Problem requirements:
Rewrite the material below, replacing every "in this picture" with "in this image" and leaving all other text unchanged. Omit the pictures from your answer.

[Excerpts of location labeling data]
= = = = = = =

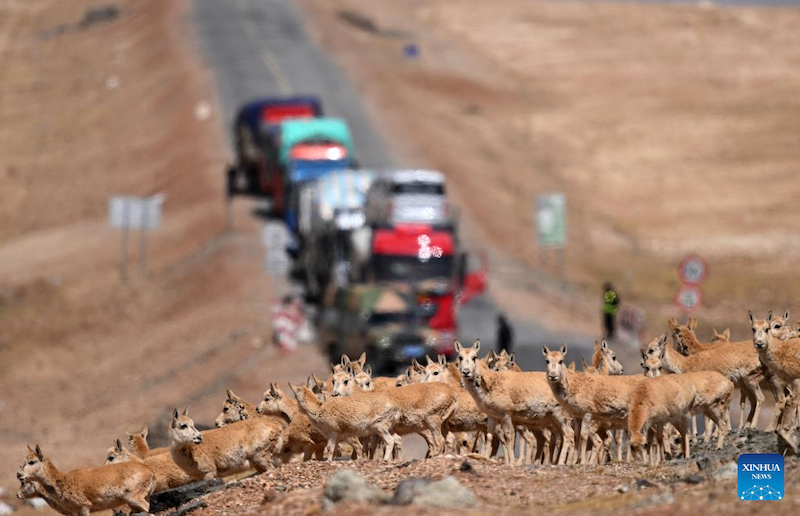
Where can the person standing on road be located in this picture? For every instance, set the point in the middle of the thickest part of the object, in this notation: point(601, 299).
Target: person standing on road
point(610, 308)
point(286, 321)
point(505, 335)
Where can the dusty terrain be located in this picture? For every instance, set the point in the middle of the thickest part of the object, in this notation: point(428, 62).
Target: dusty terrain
point(671, 128)
point(93, 110)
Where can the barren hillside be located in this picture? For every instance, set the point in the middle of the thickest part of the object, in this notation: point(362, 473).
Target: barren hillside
point(671, 128)
point(101, 108)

= = = = = = =

Response:
Where can the person standing on road be located in this image? For every instance, set the point in the middle of the thickest part of the object, in this notation: point(601, 299).
Target: person standing on road
point(610, 308)
point(286, 321)
point(505, 335)
Where can the dusty terrain be located in this image? For every instance, set the point in the middle of the thickest part of the object, in this notation: point(428, 62).
Target: dusty terrain
point(671, 128)
point(93, 110)
Where can the barren hillside be located in this image? For every instance, set the point in the middle of the thickest part of the object, in this notation: point(362, 473).
Target: barren hillside
point(671, 128)
point(101, 108)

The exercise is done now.